"""

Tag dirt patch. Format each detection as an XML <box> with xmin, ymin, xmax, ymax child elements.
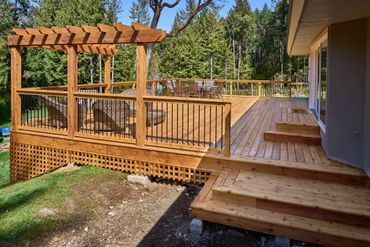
<box><xmin>14</xmin><ymin>172</ymin><xmax>314</xmax><ymax>247</ymax></box>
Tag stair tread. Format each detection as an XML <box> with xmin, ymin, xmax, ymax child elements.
<box><xmin>213</xmin><ymin>170</ymin><xmax>370</xmax><ymax>217</ymax></box>
<box><xmin>264</xmin><ymin>130</ymin><xmax>321</xmax><ymax>138</ymax></box>
<box><xmin>192</xmin><ymin>199</ymin><xmax>370</xmax><ymax>242</ymax></box>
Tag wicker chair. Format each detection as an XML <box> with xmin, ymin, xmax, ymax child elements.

"""

* [What needs to be done]
Lay out the listing above as a JSON list of strings, with one string for each line and no blank lines. Include every line of the listing except the pictures.

* [Completed exercise]
[
  "Tag dirt patch. Format each detection as an XML <box> with xmin, ymin, xmax, ymax child elements.",
  "<box><xmin>14</xmin><ymin>172</ymin><xmax>314</xmax><ymax>247</ymax></box>",
  "Tag stair tread. Format each detection as an XML <box> with xmin, ymin, xmax, ymax child elements.",
  "<box><xmin>213</xmin><ymin>170</ymin><xmax>370</xmax><ymax>217</ymax></box>",
  "<box><xmin>264</xmin><ymin>130</ymin><xmax>321</xmax><ymax>138</ymax></box>",
  "<box><xmin>192</xmin><ymin>199</ymin><xmax>370</xmax><ymax>242</ymax></box>",
  "Tag wicker chair. Format each detection as an XML <box> with xmin, ymin, xmax, ymax child elements."
]